- **Aim**: In the listing below, locate the line containing "of the laptop"; reproduce that line and all lines that follow it, unchanged.

- **Provided information**:
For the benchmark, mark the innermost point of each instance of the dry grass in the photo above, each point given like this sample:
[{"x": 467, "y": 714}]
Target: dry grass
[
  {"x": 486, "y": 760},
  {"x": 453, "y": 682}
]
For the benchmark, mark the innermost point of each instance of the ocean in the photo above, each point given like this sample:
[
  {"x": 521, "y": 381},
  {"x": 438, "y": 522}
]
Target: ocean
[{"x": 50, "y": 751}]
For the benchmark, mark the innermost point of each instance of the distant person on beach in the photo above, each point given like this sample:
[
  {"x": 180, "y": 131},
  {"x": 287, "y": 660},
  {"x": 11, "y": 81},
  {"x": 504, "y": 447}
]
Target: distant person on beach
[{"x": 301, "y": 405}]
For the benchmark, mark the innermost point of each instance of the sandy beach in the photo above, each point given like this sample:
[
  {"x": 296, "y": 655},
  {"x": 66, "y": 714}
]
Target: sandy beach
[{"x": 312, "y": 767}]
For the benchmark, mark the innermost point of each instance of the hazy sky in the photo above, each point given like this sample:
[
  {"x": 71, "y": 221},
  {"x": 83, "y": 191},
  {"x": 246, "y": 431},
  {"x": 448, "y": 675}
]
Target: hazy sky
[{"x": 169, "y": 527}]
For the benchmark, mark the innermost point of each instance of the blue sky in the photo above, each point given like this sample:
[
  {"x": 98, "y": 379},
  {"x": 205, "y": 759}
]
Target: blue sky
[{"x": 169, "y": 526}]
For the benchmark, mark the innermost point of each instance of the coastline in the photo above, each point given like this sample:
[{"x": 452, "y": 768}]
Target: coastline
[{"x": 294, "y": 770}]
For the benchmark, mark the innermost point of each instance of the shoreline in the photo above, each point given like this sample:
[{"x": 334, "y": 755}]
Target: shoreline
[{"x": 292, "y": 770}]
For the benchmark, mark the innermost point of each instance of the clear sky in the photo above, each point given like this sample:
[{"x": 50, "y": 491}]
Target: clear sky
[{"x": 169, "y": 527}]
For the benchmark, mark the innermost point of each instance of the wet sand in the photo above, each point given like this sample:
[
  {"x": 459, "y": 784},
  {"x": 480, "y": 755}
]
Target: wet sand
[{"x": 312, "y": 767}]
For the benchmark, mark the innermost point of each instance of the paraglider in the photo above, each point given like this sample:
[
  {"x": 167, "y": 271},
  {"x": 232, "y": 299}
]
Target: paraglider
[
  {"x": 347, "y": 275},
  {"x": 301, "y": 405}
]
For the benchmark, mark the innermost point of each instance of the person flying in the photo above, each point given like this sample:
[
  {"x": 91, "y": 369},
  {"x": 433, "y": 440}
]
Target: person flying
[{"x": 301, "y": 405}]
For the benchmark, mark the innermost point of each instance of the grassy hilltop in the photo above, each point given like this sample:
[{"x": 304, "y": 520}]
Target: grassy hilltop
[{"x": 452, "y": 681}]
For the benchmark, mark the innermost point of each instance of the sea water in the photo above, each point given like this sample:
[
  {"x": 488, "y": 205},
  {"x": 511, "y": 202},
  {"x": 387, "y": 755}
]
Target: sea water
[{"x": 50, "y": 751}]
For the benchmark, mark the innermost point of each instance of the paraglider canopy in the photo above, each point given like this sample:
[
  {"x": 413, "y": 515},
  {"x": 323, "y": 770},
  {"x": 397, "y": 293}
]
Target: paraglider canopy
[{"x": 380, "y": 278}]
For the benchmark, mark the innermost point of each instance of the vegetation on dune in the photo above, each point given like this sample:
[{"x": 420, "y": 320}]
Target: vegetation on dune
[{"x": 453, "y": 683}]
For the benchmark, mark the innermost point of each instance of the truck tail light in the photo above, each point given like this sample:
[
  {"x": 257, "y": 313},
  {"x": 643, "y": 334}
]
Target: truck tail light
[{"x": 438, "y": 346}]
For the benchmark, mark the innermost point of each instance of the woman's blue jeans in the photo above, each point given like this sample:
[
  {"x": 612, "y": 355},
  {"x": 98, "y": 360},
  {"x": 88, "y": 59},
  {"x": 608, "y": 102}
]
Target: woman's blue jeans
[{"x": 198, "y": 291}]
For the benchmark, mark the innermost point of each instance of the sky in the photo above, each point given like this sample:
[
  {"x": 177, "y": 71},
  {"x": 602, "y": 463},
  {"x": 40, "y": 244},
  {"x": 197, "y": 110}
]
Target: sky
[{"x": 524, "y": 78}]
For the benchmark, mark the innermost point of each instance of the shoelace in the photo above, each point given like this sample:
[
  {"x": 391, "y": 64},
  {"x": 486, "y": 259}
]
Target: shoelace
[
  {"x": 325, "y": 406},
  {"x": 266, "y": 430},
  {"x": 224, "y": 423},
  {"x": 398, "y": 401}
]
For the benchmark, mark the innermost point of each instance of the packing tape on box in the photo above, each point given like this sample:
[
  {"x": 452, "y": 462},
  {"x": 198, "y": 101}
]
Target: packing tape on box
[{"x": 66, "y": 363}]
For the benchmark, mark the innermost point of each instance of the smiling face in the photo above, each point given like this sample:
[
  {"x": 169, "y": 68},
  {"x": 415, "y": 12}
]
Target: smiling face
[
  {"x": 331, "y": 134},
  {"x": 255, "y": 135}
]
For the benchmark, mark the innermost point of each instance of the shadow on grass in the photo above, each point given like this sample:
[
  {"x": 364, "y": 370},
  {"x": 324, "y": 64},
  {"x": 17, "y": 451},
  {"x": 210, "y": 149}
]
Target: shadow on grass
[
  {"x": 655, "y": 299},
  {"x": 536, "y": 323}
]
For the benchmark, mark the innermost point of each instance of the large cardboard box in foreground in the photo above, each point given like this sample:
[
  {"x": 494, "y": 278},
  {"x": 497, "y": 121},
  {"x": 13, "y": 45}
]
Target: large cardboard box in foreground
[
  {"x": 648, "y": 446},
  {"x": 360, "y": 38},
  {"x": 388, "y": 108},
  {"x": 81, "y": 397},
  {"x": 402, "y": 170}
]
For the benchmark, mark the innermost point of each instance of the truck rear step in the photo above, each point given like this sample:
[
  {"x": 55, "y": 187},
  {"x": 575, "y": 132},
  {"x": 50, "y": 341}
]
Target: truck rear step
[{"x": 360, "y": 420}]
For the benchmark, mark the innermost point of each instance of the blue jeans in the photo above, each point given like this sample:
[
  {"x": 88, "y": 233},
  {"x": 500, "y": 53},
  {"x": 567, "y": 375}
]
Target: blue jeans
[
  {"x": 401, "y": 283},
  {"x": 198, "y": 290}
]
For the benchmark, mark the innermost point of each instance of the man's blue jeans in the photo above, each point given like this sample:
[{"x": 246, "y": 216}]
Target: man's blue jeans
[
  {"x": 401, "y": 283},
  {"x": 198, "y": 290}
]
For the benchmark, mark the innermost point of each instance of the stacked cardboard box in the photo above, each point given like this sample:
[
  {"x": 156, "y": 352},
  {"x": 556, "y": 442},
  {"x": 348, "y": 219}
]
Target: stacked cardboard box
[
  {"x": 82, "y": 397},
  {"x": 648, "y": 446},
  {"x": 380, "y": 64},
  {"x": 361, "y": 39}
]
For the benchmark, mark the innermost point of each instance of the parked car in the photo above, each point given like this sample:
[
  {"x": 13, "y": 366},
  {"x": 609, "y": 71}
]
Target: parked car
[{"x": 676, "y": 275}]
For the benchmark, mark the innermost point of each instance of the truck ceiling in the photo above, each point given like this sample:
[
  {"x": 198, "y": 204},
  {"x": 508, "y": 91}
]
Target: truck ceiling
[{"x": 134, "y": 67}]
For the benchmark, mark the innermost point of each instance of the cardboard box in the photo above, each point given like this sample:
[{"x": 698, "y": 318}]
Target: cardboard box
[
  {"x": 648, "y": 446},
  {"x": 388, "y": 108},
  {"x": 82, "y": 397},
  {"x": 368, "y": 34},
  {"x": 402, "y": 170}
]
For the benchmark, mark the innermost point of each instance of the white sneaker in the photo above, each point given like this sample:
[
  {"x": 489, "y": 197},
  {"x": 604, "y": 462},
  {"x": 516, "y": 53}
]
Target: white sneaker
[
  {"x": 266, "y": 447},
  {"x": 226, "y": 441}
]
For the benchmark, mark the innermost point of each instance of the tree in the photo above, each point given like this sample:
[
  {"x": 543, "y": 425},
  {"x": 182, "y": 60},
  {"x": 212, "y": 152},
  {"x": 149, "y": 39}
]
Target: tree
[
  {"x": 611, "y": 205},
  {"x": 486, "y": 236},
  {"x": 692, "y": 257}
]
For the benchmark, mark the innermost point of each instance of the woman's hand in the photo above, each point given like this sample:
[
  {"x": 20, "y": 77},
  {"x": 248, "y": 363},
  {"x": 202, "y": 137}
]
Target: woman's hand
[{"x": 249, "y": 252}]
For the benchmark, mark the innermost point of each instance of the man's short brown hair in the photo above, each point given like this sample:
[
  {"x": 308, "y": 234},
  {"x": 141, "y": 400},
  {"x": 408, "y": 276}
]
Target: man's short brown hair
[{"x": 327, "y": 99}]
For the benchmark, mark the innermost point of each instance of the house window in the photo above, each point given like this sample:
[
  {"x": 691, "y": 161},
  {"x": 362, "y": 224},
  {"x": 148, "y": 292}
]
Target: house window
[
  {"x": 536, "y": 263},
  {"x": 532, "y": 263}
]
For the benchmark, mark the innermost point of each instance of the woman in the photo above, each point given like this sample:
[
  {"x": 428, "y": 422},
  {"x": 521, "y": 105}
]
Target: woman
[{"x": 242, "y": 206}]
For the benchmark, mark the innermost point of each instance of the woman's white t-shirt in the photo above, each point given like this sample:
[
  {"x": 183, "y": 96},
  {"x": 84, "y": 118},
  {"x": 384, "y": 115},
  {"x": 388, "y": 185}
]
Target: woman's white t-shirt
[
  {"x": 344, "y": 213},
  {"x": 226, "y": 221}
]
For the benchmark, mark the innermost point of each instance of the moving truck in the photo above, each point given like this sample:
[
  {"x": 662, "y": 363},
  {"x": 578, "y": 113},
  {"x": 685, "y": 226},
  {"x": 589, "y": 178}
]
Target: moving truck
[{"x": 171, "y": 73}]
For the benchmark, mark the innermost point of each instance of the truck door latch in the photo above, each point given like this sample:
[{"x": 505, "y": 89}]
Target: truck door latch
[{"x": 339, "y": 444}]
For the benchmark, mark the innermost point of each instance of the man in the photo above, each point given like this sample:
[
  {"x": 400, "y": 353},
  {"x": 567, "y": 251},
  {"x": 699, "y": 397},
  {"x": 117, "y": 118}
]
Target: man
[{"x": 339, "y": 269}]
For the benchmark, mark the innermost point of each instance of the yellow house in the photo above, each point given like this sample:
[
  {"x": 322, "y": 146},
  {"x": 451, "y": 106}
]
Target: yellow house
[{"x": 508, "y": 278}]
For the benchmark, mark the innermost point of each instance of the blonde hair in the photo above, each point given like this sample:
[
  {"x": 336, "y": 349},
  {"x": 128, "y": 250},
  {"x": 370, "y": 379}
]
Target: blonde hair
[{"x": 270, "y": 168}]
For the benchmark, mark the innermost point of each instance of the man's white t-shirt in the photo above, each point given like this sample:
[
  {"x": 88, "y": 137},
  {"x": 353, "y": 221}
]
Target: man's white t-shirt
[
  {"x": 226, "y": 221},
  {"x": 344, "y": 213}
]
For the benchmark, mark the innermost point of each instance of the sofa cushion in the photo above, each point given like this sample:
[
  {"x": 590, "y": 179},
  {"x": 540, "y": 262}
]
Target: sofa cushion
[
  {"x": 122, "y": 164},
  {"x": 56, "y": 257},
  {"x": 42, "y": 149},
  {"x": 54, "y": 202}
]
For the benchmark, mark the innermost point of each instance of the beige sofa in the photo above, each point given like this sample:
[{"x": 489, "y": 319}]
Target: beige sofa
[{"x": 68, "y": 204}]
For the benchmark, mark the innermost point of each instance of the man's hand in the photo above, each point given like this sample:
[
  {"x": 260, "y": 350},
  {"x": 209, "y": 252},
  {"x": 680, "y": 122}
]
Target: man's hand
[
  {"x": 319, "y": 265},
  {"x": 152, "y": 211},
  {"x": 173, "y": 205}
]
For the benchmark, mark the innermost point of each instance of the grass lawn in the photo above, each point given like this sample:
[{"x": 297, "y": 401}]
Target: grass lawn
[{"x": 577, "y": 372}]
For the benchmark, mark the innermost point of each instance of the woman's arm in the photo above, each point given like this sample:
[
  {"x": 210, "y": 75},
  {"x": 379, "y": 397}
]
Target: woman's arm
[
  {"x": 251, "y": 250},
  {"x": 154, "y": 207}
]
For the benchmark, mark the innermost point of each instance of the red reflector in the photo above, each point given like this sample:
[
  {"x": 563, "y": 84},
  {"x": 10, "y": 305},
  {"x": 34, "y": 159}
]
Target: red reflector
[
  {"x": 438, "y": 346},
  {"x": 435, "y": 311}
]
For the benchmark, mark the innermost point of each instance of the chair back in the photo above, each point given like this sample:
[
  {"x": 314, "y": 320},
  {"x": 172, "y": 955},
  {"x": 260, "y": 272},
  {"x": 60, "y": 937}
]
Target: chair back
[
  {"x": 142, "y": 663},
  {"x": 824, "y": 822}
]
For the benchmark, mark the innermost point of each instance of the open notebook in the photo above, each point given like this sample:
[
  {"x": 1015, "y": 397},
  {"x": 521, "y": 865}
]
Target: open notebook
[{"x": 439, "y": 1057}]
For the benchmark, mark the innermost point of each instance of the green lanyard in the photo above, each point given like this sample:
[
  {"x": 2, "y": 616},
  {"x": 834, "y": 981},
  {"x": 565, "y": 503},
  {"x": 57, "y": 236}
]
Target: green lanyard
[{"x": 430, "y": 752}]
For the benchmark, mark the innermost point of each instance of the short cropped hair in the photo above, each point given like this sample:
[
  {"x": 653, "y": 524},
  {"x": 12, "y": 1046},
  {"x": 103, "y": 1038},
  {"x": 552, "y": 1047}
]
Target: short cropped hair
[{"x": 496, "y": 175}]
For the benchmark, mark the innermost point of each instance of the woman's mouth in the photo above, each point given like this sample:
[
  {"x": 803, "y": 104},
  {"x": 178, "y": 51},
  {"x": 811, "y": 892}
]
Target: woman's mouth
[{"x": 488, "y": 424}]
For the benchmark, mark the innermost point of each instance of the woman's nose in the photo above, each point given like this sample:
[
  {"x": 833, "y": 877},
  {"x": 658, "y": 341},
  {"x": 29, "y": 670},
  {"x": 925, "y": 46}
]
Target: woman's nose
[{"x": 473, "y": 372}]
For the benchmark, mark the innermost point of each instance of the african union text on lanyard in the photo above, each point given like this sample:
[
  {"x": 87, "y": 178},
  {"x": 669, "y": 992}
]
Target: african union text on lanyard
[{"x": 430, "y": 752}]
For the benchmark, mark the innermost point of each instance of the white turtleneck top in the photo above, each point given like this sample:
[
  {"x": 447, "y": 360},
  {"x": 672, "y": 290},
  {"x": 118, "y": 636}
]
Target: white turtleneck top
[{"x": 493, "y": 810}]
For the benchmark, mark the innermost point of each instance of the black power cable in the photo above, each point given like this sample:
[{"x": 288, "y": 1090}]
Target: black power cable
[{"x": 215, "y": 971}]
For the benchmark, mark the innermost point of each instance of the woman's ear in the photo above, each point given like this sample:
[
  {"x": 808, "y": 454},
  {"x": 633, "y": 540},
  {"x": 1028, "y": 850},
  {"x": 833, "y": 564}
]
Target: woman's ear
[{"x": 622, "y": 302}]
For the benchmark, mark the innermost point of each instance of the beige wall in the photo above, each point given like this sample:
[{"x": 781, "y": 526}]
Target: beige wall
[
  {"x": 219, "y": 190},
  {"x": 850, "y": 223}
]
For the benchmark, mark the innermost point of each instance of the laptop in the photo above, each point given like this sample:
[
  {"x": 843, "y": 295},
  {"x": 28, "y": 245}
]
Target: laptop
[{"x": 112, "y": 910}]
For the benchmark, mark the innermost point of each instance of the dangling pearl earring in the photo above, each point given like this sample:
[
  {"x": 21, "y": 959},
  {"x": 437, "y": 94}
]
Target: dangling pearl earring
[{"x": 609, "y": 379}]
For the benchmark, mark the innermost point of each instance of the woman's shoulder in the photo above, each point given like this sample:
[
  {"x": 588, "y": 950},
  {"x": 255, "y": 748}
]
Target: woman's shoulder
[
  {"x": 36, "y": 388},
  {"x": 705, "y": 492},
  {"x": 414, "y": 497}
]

- **Output for this task**:
For the benchmark, mark the innermost point of each instance of the laptop in the photo above, each point given like this sample:
[
  {"x": 843, "y": 295},
  {"x": 28, "y": 245}
]
Target: laptop
[{"x": 112, "y": 910}]
For the benchmark, mark the innermost point of each instance of the dangling pearl earring in the photo above, each point given like this sample:
[
  {"x": 21, "y": 959},
  {"x": 437, "y": 94}
]
Target: dangling pearl earring
[{"x": 609, "y": 379}]
For the benchmark, mark the innermost point of each instance of the woman's shoulder in the photo above, each point given like this sample:
[
  {"x": 588, "y": 950},
  {"x": 255, "y": 748}
]
Target: woman's shoulder
[
  {"x": 36, "y": 388},
  {"x": 705, "y": 492},
  {"x": 414, "y": 497}
]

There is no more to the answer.